— GIVEN TEXT —

**********

Friday, March 14, 2003
Prosecutor, Activist Dispute Death Penalty at Forum
By a MetNews Staff Writer
A veteran prosecutor and an attorney who actively opposes capital punishment squared off yesterday at a lunchtime debate sponsored by student bar groups at Southwestern University School of Law.
“You cannot bring back a person who is wrongly convicted,” Stephen Rohde declared. Rohde is a Century City attorney and the vice president of Death Penalty Focus, the San Francisco-based abolitionist group headed by actor/director Mike Farrell.
Los Angeles Chief Deputy District Attorney Curt Livesay countered that the antidote for wrongful conviction is a fair process overseen by honest prosecutors, not the abolition of a form of punishment that society supports as a means of vindicating the rights of victims.
Livesay, a prosecutor since 1965, became chief deputy district attorney in 1979, shortly after California restored capital punishment, and held the post until 1991. He then retired and joined the criminal defense bar, but returned to prosecution after Steve Cooley’s election as district attorney three years ago and has now returned to his former post as the No. 2 member of the office.
Livesay took the lead role, during his first stint as chief deputy, in developing the procedures by which the office determines in which cases it should seek the death penalty. The committee of senior prosecutors that makes that decision, he noted, rejects the death penalty in 90 percent of the cases it reviews.
The committee review is appropriate, Livesay said, because the death penalty—a subject on which he said he has always had ambivalent views—should only be applied in a “narrow, narrow” category of cases. But the fact that the ultimate punishment is sought in so small a percentage of cases, Rohde argued, shows the freakish nature of the death penalty rather than the carefulness of the process.
“Yes, it is subjective,” Livesay acknowledged. “I don’t equate that with a flawed system.”
Rohde disputed the argument, made by Livesay, Attorney General Bill Lockyer, Gov. Gray Davis, and other supporters of the California death penalty that the types of abuses that have occurred in other states—such as those that led Illinois Gov. George Ryan to commute all of his state’s death sentences before leaving office—are uncharacteristic of the California process.
Rohde referred to a study, now completed and soon to be made public, by Robert Sanger, a criminal law specialist from Santa Barbara. Sanger compared the 85 death penalty reforms advocated by Ryan’s study commission to current California law, and concluded that only six percent of the reforms have been implemented here.
Livesay said he was looking forward to seeing Sanger’s report, and that he did not dispute that the process was capable of improvement. He said he supports any change that will assure that only the truly guilty and most deserving are executed, including expanded use of DNA and other scientific evidence.
“Bring it on,” he commented.
Rohde agreed that better scientific evidence is a good thing, but warned against “getting carried away with the idea that we have found the magic bullet.” Better science won’t correct the problem of faulty eyewitness accounts, he said, adding that the prospects of executing the wrong person is not the only fault of the death penalty, which he opposes in all circumstances on moral grounds.

**********

— RECORDS —
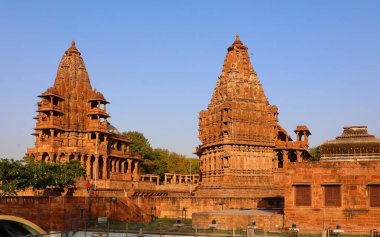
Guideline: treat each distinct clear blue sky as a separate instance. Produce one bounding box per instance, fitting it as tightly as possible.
[0,0,380,158]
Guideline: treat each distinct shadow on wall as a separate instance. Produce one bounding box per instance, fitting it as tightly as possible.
[0,215,46,237]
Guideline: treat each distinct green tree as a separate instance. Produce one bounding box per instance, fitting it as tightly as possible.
[0,158,86,195]
[123,131,199,180]
[123,131,153,160]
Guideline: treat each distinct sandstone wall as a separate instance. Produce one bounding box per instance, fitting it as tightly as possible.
[284,161,380,232]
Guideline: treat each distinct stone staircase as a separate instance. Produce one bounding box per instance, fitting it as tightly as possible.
[112,198,152,222]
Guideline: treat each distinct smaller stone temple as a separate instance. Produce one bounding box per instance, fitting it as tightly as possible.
[27,41,142,181]
[283,126,380,233]
[196,35,311,197]
[320,126,380,161]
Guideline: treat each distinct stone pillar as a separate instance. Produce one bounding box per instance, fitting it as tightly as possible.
[127,159,132,180]
[273,153,278,169]
[133,160,139,181]
[86,155,91,179]
[296,151,302,162]
[102,156,108,179]
[282,150,289,167]
[92,155,99,179]
[115,160,120,173]
[121,160,125,174]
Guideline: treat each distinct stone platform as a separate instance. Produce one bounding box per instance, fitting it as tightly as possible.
[192,209,283,230]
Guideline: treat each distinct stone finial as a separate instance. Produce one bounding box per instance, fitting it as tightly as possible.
[232,34,243,45]
[65,40,81,56]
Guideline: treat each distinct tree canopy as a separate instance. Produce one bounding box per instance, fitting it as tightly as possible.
[0,158,86,195]
[309,146,321,161]
[123,131,199,180]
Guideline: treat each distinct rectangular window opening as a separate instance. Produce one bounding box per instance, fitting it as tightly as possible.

**********

— WORK TO COMPLETE —
Write out the passage of the death penalty debate article from "Livesay took the" up to and including "of the process.", word for word.

— YOUR RESPONSE —
Livesay took the lead role, during his first stint as chief deputy, in developing the procedures by which the office determines in which cases it should seek the death penalty. The committee of senior prosecutors that makes that decision, he noted, rejects the death penalty in 90 percent of the cases it reviews.
The committee review is appropriate, Livesay said, because the death penalty—a subject on which he said he has always had ambivalent views—should only be applied in a “narrow, narrow” category of cases. But the fact that the ultimate punishment is sought in so small a percentage of cases, Rohde argued, shows the freakish nature of the death penalty rather than the carefulness of the process.